## Required work
Start with the line containing "For each instance of the sliding" and write out each line through the end of the listing, exactly as given.

## Dataset excerpts
· · · · ·
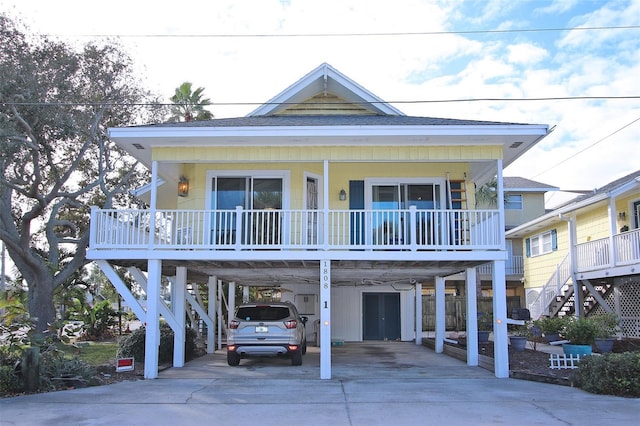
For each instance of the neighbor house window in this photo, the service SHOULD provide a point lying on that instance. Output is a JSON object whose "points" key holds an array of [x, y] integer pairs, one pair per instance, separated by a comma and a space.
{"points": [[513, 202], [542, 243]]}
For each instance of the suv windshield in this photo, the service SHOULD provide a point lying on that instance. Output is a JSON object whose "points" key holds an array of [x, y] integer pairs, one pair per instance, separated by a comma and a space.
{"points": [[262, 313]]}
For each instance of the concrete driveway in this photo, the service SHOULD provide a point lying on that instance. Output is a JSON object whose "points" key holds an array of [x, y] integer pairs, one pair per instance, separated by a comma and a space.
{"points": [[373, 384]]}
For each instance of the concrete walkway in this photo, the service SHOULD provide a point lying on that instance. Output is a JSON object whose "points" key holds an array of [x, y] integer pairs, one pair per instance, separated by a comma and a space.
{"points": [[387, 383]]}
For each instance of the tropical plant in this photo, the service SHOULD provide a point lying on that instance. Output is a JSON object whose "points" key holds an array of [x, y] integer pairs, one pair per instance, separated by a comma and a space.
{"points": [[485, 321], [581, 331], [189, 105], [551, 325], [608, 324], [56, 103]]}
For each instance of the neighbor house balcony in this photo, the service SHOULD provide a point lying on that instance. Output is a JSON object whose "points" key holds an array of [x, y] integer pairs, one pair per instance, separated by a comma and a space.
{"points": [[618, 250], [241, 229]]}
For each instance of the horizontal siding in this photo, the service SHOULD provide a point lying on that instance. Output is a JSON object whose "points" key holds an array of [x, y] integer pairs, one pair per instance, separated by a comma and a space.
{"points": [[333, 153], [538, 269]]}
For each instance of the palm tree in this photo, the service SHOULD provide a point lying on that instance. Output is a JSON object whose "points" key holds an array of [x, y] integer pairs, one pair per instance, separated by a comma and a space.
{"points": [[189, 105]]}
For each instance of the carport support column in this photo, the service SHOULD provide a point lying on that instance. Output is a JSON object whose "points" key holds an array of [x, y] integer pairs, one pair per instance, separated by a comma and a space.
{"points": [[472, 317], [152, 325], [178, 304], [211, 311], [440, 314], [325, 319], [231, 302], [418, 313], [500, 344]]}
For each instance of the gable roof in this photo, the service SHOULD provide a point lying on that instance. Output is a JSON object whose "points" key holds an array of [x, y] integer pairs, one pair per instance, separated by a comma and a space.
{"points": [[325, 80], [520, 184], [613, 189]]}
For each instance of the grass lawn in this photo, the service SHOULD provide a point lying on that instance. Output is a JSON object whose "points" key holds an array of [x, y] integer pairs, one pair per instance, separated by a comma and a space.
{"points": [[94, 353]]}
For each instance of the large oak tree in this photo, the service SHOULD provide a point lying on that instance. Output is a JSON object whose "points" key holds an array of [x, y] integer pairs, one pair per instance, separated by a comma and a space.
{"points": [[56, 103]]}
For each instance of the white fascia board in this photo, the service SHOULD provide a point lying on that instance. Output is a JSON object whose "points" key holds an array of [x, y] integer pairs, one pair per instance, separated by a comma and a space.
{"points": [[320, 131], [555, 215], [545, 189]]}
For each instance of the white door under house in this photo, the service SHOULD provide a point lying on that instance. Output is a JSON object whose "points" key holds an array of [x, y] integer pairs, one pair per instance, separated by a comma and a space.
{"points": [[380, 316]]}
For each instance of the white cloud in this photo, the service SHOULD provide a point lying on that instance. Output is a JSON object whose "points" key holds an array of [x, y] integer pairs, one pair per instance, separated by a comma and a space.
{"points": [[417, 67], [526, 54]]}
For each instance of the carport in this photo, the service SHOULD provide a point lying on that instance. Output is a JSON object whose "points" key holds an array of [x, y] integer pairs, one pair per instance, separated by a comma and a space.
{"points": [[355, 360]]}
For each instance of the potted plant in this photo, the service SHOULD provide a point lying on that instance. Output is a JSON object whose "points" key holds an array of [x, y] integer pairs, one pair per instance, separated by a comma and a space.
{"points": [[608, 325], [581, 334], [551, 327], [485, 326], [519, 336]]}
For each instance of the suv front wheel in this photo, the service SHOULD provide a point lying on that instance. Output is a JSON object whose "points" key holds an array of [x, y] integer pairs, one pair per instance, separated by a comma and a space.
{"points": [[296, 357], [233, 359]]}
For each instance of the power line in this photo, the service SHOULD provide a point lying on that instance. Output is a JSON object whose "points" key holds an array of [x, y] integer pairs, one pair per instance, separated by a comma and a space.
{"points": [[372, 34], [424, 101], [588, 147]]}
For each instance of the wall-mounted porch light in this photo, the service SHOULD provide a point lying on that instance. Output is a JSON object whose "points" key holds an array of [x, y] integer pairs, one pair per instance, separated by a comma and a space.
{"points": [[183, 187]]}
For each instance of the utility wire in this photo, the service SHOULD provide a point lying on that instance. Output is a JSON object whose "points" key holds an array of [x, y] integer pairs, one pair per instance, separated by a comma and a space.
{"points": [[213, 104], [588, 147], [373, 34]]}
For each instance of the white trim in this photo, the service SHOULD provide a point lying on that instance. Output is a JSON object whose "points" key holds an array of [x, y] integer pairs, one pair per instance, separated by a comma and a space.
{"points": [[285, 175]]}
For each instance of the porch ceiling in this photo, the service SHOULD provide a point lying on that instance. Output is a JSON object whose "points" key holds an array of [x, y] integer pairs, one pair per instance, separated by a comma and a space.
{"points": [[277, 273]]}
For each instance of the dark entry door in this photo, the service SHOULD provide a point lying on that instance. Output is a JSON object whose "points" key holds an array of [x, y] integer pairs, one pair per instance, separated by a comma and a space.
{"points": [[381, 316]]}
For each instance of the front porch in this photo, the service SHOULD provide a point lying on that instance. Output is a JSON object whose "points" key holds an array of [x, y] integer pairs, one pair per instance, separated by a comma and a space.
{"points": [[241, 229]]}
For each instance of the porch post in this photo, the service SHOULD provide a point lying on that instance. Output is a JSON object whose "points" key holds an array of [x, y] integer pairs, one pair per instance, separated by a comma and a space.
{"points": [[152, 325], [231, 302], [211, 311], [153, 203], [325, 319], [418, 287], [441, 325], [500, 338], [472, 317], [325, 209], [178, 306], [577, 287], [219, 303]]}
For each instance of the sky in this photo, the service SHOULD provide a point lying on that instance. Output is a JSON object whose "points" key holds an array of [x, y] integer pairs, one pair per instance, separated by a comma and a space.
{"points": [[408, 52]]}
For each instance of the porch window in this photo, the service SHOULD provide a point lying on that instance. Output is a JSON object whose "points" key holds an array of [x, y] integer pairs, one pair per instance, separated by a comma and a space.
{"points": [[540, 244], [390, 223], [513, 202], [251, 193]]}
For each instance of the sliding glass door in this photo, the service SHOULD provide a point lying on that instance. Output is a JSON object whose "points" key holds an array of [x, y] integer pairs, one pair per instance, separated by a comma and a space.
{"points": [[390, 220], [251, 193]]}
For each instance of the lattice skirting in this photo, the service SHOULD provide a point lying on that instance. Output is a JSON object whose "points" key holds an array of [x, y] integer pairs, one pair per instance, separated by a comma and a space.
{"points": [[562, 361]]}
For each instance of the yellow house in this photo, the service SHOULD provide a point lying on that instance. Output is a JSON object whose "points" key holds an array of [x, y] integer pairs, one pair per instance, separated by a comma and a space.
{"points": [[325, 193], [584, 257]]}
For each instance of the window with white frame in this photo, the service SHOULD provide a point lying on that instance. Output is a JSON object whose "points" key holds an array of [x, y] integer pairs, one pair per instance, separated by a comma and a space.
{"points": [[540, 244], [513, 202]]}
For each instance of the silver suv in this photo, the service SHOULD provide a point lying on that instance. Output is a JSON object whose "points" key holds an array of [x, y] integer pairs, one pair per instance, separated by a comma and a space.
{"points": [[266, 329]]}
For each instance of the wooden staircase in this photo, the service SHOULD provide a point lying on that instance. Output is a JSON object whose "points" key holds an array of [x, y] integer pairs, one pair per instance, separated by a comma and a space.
· · · · ·
## Output of the task
For each instance of the sliding glass door in this photo, the service SHOULD provide a point lying on that instance. Output is a JSON object whose "points" key holds an array of [x, y] integer pairs, one pair per instance, separated by a comma and a space.
{"points": [[390, 220], [251, 193]]}
For each instance of the lattice skirting in this photo, the service SHOULD provide a point lying on that instance. Output is a JSON object whose "points" key holds an array of [x, y] integer pairs, one pair per instance, separated by a comma and a space.
{"points": [[562, 361]]}
For each instance of the yellow house in this photo, the service SHOULD provide a point lying on that instance. Output is a JSON object whose "points" key holds an array of [x, y] integer pairs, one pair per instance, separated by a comma and a space.
{"points": [[325, 193], [584, 257]]}
For each instance of the window with white frame in this photo, the service SHOULD provide a point lying on that instance. Output is a JSON object whose "points" key holds an array of [x, y] integer pairs, one pair per instance, separated by a comma and a space.
{"points": [[540, 244], [513, 202]]}
For each instance of the silver suv in this photo, the service SHOULD provide a point lying on that instance. Output is a JSON object whose "points" key holds an array of [x, y] integer pairs, one pair per instance, separated by a comma and a space.
{"points": [[266, 329]]}
For each instance of the wooden staircase in this photo, the service SHOULD provide a point lying on that instance. Output is a JSON object whose "points" key holds an array of [x, y] integer pairs, one pair per instance, separated by a comma and a space.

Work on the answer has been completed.